*Excerpts from point annotation data:*
━━━━

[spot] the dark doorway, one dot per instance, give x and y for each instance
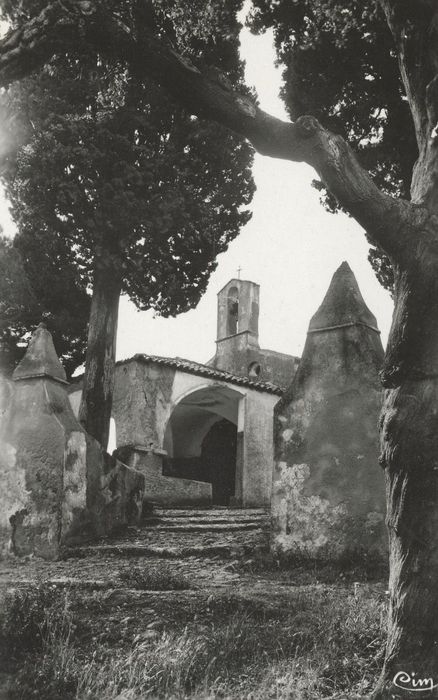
(218, 458)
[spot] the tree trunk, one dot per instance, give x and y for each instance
(409, 442)
(98, 383)
(407, 232)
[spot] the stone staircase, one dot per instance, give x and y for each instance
(178, 532)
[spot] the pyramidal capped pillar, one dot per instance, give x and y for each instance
(40, 359)
(328, 490)
(34, 431)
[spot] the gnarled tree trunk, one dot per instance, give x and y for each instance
(406, 231)
(98, 382)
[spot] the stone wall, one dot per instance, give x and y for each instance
(328, 488)
(57, 485)
(148, 394)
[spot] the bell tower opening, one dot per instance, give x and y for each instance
(237, 343)
(233, 311)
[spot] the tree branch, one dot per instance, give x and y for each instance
(64, 22)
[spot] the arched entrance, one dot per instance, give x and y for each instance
(218, 459)
(201, 441)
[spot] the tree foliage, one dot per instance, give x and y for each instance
(39, 282)
(112, 166)
(340, 65)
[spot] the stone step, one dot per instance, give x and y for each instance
(225, 551)
(225, 513)
(201, 526)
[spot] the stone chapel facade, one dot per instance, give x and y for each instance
(250, 428)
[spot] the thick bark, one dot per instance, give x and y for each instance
(386, 220)
(409, 422)
(98, 382)
(407, 232)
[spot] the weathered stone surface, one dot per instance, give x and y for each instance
(56, 483)
(40, 359)
(237, 344)
(328, 492)
(159, 407)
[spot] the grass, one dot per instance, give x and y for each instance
(316, 642)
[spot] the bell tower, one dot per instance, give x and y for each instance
(237, 344)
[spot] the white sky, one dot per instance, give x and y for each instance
(291, 247)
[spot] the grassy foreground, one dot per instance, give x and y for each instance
(302, 642)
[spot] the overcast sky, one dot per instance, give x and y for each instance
(291, 247)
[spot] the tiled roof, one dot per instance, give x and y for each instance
(205, 371)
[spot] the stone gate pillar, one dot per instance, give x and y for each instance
(328, 488)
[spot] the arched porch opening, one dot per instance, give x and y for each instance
(202, 441)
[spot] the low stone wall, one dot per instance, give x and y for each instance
(57, 486)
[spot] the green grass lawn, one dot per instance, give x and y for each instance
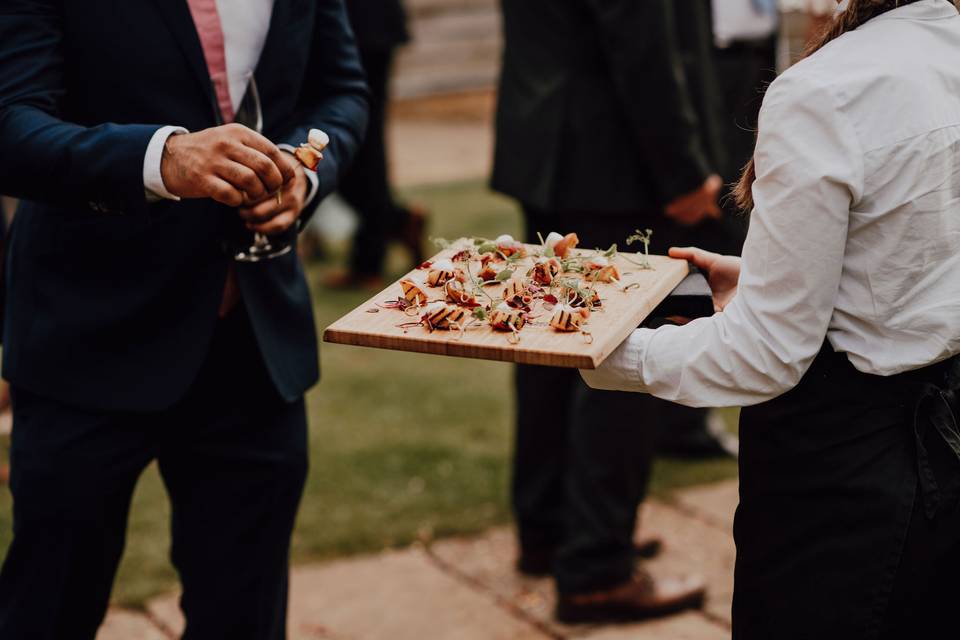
(403, 446)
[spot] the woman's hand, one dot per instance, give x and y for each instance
(723, 272)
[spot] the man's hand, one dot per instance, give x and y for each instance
(691, 208)
(266, 215)
(723, 272)
(231, 164)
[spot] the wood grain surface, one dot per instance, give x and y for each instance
(369, 325)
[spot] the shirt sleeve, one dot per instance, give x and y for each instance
(152, 178)
(809, 173)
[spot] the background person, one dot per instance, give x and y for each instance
(131, 334)
(837, 331)
(595, 122)
(380, 27)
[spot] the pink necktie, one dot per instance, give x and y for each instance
(207, 21)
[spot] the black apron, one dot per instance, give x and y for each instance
(847, 525)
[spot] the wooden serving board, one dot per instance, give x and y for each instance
(369, 325)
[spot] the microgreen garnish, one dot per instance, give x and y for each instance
(643, 237)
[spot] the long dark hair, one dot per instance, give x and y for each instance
(856, 13)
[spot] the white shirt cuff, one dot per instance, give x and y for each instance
(152, 177)
(622, 370)
(311, 177)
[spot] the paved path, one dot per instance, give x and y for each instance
(466, 588)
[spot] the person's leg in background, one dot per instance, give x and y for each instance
(234, 462)
(610, 445)
(540, 463)
(73, 472)
(365, 186)
(581, 469)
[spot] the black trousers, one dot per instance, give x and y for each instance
(834, 540)
(233, 457)
(366, 185)
(583, 456)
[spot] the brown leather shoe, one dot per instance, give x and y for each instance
(639, 598)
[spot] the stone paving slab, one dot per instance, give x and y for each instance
(398, 596)
(687, 626)
(691, 546)
(122, 624)
(715, 503)
(468, 589)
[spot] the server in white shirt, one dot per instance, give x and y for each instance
(838, 332)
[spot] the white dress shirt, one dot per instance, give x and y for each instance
(245, 24)
(855, 236)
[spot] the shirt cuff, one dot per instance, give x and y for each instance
(311, 177)
(152, 177)
(622, 370)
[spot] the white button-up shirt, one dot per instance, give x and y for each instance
(856, 232)
(245, 24)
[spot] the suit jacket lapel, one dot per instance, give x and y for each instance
(278, 20)
(176, 14)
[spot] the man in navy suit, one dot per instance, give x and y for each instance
(131, 334)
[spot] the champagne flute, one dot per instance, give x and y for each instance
(258, 246)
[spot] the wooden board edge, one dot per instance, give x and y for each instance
(333, 335)
(614, 340)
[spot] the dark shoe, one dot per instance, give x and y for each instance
(538, 563)
(639, 598)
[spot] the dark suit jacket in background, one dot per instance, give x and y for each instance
(112, 301)
(380, 25)
(594, 111)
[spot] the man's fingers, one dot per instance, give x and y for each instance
(224, 192)
(265, 168)
(243, 179)
(256, 141)
(262, 212)
(278, 224)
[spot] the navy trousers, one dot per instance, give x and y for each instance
(233, 457)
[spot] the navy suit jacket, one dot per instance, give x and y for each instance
(111, 300)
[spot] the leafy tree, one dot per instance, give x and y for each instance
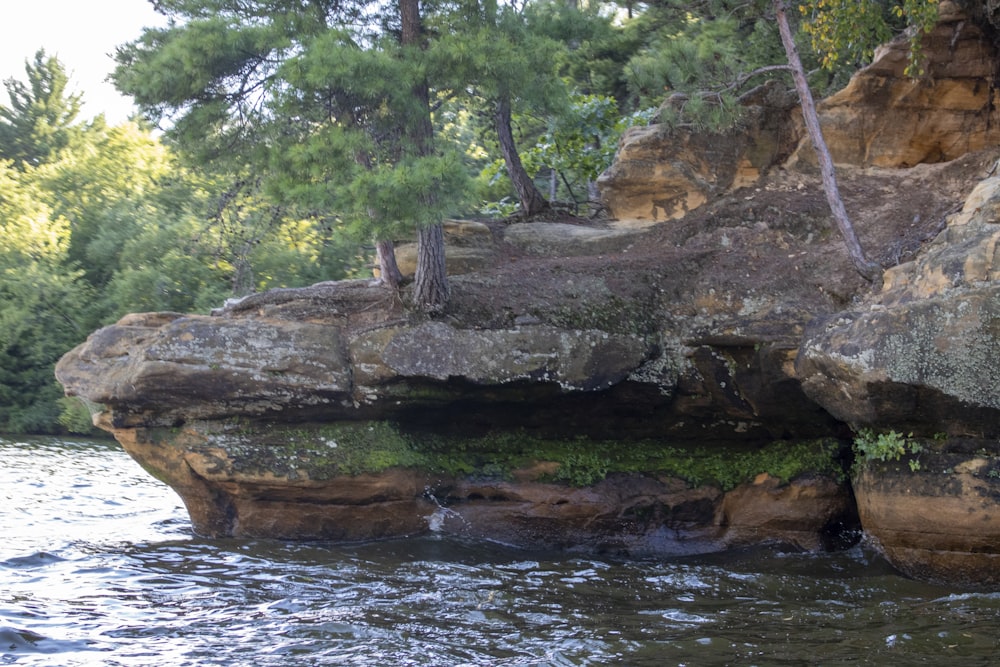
(839, 25)
(491, 52)
(40, 119)
(227, 72)
(43, 304)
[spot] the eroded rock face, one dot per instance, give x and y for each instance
(941, 522)
(662, 174)
(922, 357)
(299, 487)
(923, 354)
(887, 119)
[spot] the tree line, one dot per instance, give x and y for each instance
(284, 142)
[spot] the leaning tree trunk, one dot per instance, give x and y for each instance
(869, 269)
(388, 269)
(430, 284)
(532, 201)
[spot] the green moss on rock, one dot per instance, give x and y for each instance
(323, 451)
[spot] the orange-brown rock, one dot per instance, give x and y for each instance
(939, 523)
(637, 514)
(662, 173)
(885, 118)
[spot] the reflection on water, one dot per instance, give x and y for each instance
(97, 567)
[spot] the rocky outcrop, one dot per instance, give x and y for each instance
(922, 355)
(882, 118)
(940, 522)
(612, 386)
(885, 118)
(662, 173)
(294, 483)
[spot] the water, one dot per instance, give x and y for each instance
(98, 567)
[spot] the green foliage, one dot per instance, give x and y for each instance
(111, 223)
(39, 123)
(851, 29)
(891, 446)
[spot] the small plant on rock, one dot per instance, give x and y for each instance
(872, 446)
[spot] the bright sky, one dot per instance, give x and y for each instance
(83, 35)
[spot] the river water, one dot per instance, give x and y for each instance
(98, 567)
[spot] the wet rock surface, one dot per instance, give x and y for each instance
(335, 412)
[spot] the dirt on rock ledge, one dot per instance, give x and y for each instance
(774, 238)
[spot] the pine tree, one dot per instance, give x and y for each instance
(291, 91)
(40, 119)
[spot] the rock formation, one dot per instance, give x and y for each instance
(623, 387)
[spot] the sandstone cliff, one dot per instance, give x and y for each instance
(625, 386)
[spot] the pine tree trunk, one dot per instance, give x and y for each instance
(532, 201)
(430, 285)
(389, 273)
(869, 269)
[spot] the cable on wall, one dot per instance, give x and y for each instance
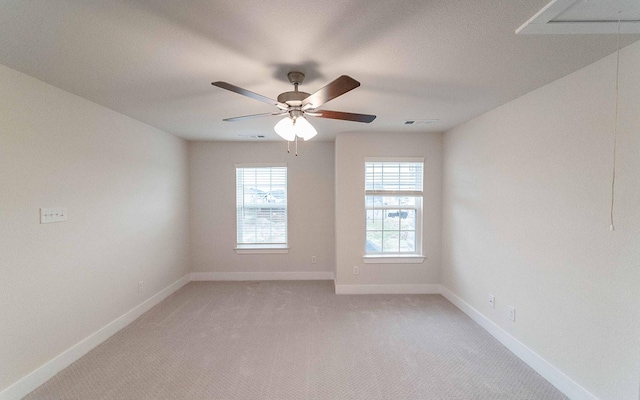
(615, 130)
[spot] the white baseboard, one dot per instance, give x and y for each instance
(388, 289)
(262, 276)
(36, 378)
(558, 379)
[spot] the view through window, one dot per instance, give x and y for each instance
(261, 206)
(393, 206)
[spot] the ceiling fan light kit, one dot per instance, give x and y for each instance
(296, 105)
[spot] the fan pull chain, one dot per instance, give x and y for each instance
(615, 129)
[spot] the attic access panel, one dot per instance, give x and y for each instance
(585, 16)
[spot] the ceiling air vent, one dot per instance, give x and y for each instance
(252, 136)
(420, 121)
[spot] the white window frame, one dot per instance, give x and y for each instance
(415, 256)
(260, 248)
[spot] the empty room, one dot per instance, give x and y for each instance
(320, 200)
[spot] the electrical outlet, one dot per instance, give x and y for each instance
(512, 313)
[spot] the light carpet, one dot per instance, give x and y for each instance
(298, 340)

━━━━

*Exercise:* Repeat the data exactly, dropping every picture it holds.

*Final result:*
[spot] the dark doorway, one dot per instance, give x and y for each instance
(218, 458)
[spot] the tree trunk, one dot per instance, give x and y for each instance
(409, 442)
(98, 383)
(407, 232)
[spot] the stone staircase, one dot per instance, give x and y for each instance
(178, 532)
[spot] the pyramidal capped pillar, one dot per instance, give x and y for each instance
(40, 359)
(328, 490)
(34, 431)
[spot] the gnarled tree trunk, one dot per instance, give x and y for each instance
(406, 231)
(98, 382)
[spot] the stone wall, one dot per instance, give x and y for each instance
(328, 488)
(57, 485)
(148, 394)
[spot] the bell tower opening, one dot per instance, give x and y for each instance
(237, 343)
(233, 311)
[spot] the tree branch, one dot per instance, give x and y for each instance
(64, 22)
[spot] the arched entrance, one dot per instance, give x and y for each instance
(218, 459)
(201, 441)
[spot] the tree foliage, one dot per instance, give x and y for each instance
(39, 282)
(112, 166)
(340, 65)
[spot] the stone step, one dot per instance, give x and y for each instance
(225, 551)
(225, 513)
(201, 526)
[spot] the stone chapel facade, one dot per instance, give x and y for each instance
(250, 428)
[spot] the thick bark, one dot per instance, give x and y for each instance
(386, 220)
(409, 422)
(98, 382)
(407, 232)
[spot] the weathered stone surface, one dot per instance, give x and y for each instance
(56, 483)
(40, 359)
(237, 344)
(328, 492)
(159, 407)
[spot] the grass, one dot per instance, give x and y for each instance
(316, 642)
[spot] the bell tower, one dot per instance, give x and y for each instance
(237, 344)
[spot] the white sky, one dot per instance, give x and y for each instance
(291, 247)
[spot] the grassy foreground, one dot per instance, give x and y for each instance
(302, 642)
[spot] the overcast sky, one dot per instance, give x and y for each instance
(291, 247)
[spot] the tiled roof, one dot per instance, give x and y for each instance
(205, 371)
[spot] the stone gate pillar, one dot per instance, give x and y for each instance
(328, 488)
[spot] the arched porch opening, one dot per instance, give x and y for each instance
(202, 441)
[spot] the low stone wall, one dot per instance, give x and y for each instance
(57, 486)
[spot] the green grass lawn, one dot per instance, give x and y for each instance
(403, 446)
[spot] the woman's hand, one dot per instance, give x and y for each instance
(723, 272)
[spot] the man's hand, one dot per instance, give x and y for each instance
(691, 208)
(266, 215)
(723, 272)
(231, 164)
[spot] the wood grain surface, one dot per instance, give x and y for each instance
(369, 325)
[spot] the shirt sleeve, one dot per instance, give x and y for each instance
(152, 178)
(809, 173)
[spot] the background person, one dot per instance, give x and y for each instance
(131, 334)
(837, 331)
(595, 122)
(380, 27)
[spot] the pink necktie, one dot per instance, give x and y for each instance
(207, 21)
[spot] the black apron, one dot per instance, give x and y for each instance
(847, 525)
[spot] the wooden serving board, one dot per instance, give x and y for each instance
(369, 325)
[spot] the microgreen garnish, one dot per instance, give x and y for each instance
(643, 237)
[spot] the long dark hair, one dot per instance, give x and y for each instance
(856, 13)
[spot] the white shirt cuff, one dot per instance, give x and y for each instance
(152, 177)
(622, 370)
(311, 177)
[spot] the paved path, one dot per instance, give x and y for each instance
(466, 588)
[spot] the person's leg in background, one dot per instance, give x and y for each instance
(234, 462)
(610, 445)
(540, 463)
(73, 472)
(365, 186)
(581, 469)
[spot] the black trousers, one dot per instance, give x and y for each instance
(834, 540)
(233, 457)
(366, 185)
(583, 456)
[spot] the brown leather shoe, one dot per instance, give x and y for each instance
(639, 598)
[spot] the stone paving slab, one dot per instance, give x and y for each instance
(398, 596)
(687, 626)
(691, 546)
(122, 624)
(715, 503)
(468, 589)
[spot] the server in white shirt, one dot per instance, give x and y for each instance
(838, 332)
[spot] the white dress shirt, one dot per instance, give x and y for each instance
(245, 24)
(855, 236)
[spot] the shirt cuff, one dot per instance, give x and y for each instance
(311, 177)
(152, 177)
(622, 370)
[spot] the white button-up shirt, one dot per instance, give x and y for each instance
(856, 232)
(245, 24)
[spot] the suit jacket lapel, one dot per instance, give x and y for each instance
(278, 20)
(176, 14)
[spot] the man in navy suit, one dot per instance, give x and y for each instance
(131, 334)
[spot] the champagne flute, one dot per instance, give x and y for each instance
(258, 246)
[spot] the wooden board edge, one dot per instance, give x and y for each instance
(333, 335)
(614, 340)
[spot] the dark shoe, one dot per instance, give x and y for each instance
(538, 563)
(639, 598)
[spot] the dark suit jacket in background, one dot per instance, give x and y for each instance
(112, 301)
(380, 25)
(594, 111)
[spot] the man's fingers, one dot per instance, give x and y for each instance
(224, 192)
(265, 168)
(243, 179)
(256, 141)
(262, 212)
(278, 224)
[spot] the navy trousers, one dot per instance, give x and y for each instance
(233, 457)
[spot] the navy suit jacket, one dot per instance, give x and y for each instance
(111, 300)
[spot] the leafy tree, one dot per instance, give x and y for each instance
(839, 25)
(491, 52)
(40, 119)
(227, 72)
(43, 304)
[spot] the eroded rock face, one dot per instance, give x and y for each instance
(941, 522)
(662, 174)
(922, 357)
(299, 487)
(923, 354)
(887, 119)
[spot] the tree line, one dot per instance, give x and y for each instance
(284, 142)
[spot] the leaning tree trunk, one dot per instance, give x and y for each instance
(869, 269)
(388, 269)
(430, 284)
(532, 201)
[spot] the green moss on rock, one dot per instance, give x and y for each instance
(323, 451)
[spot] the orange-brown rock, one dot per instance, give x and y for each instance
(939, 523)
(637, 514)
(662, 173)
(885, 118)
[spot] the reflection on water, one dot per instance, give x and y for each instance
(97, 567)
[spot] the rocky outcrop, one dot per instance, give x and y for each instance
(922, 355)
(882, 118)
(940, 522)
(612, 386)
(885, 118)
(662, 173)
(294, 483)
[spot] the water, one dot per instance, give x and y for each instance
(98, 567)
[spot] the green foliage, one dot per instance, give x and y for each instance
(111, 223)
(39, 123)
(851, 29)
(891, 446)
[spot] the small plant on rock, one dot per instance, give x and y for each instance
(872, 446)
[spot] the bright sky, one dot per instance, give x and y for each instance
(83, 35)
[spot] the river water, one dot per instance, give x and y for each instance
(98, 567)
[spot] the wet rock surface, one dot per instance, give x and y for each instance
(335, 412)
[spot] the dirt on rock ledge, one dot per instance, give x and y for each instance
(774, 238)
[spot] the pine tree, one dot per instance, give x and y for each instance
(291, 91)
(40, 119)
[spot] the rock formation, one dot per instance, give x and y for each instance
(623, 387)
[spot] the sandstone cliff, one dot per instance, give x and y for each instance
(625, 386)
[spot] the pine tree trunk, one dot per instance, give x and y for each instance
(532, 201)
(430, 285)
(389, 273)
(869, 269)
[spot] the cable on wall, one dot per instance, give x and y for each instance
(615, 130)
[spot] the white baseboard, one dot per instance, give x and y for each instance
(388, 289)
(262, 276)
(36, 378)
(558, 379)
[spot] the view through window, one dot per instance, give x and y for each instance
(261, 206)
(393, 206)
[spot] the ceiling fan light kit, one dot per instance, give x and y for each instance
(296, 105)
[spot] the fan pull chain, one dot per instance, give x and y for each instance
(615, 129)
[spot] the attic access panel, one dot per instance, give x and y for each instance
(585, 16)
[spot] the ceiling air vent, one dot per instance, give x and y for each instance
(252, 136)
(420, 121)
[spot] the white window frame, one dot per instance, give x and y for each instance
(415, 256)
(260, 248)
[spot] the empty room, one dot per instance, give x and y for each instance
(320, 200)
[spot] the electrical outlet, one dot per instance, give x and y for each instance
(512, 313)
[spot] the light carpet, one dot per instance, give x and y for each instance
(298, 340)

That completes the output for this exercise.